===== DATA SECTION =====

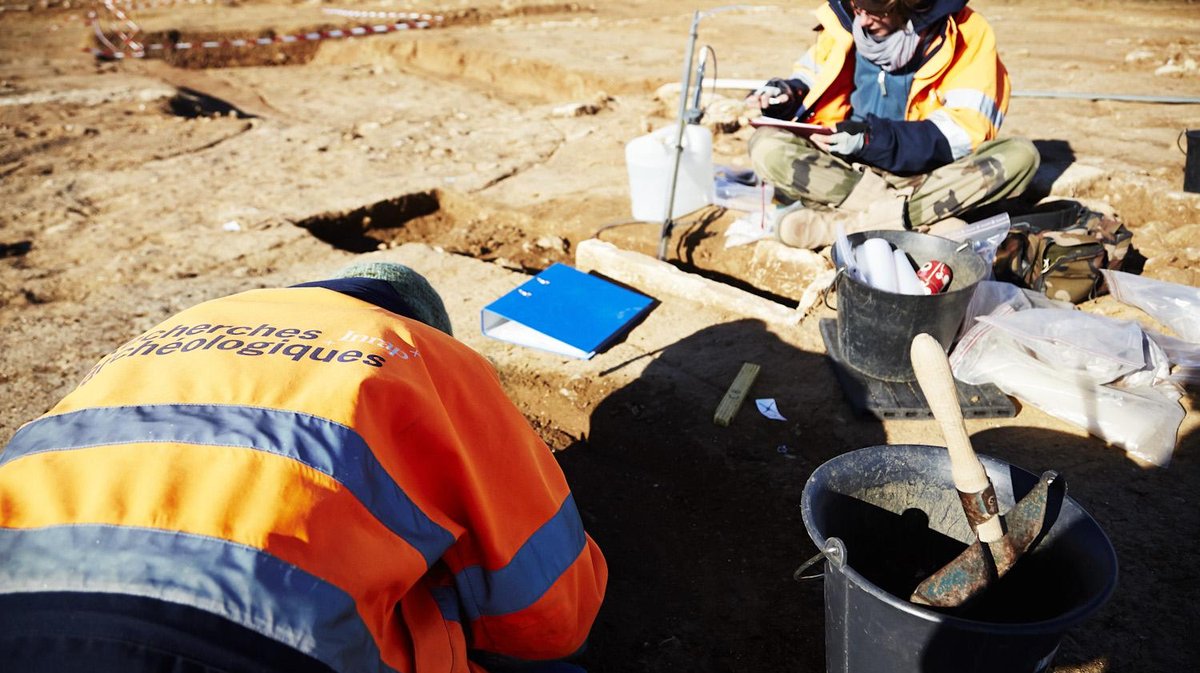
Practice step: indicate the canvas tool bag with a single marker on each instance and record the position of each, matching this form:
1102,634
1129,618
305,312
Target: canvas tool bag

=====

THE PROBLEM: Return every line of the listing verbatim, in its original order, and omit the pictures.

OUTPUT OF THE TASK:
Practice step: indicate the canvas tool bag with a single marker on each instance and record the position of each, matching this form:
1102,634
1129,618
305,312
Target: canvas tool bag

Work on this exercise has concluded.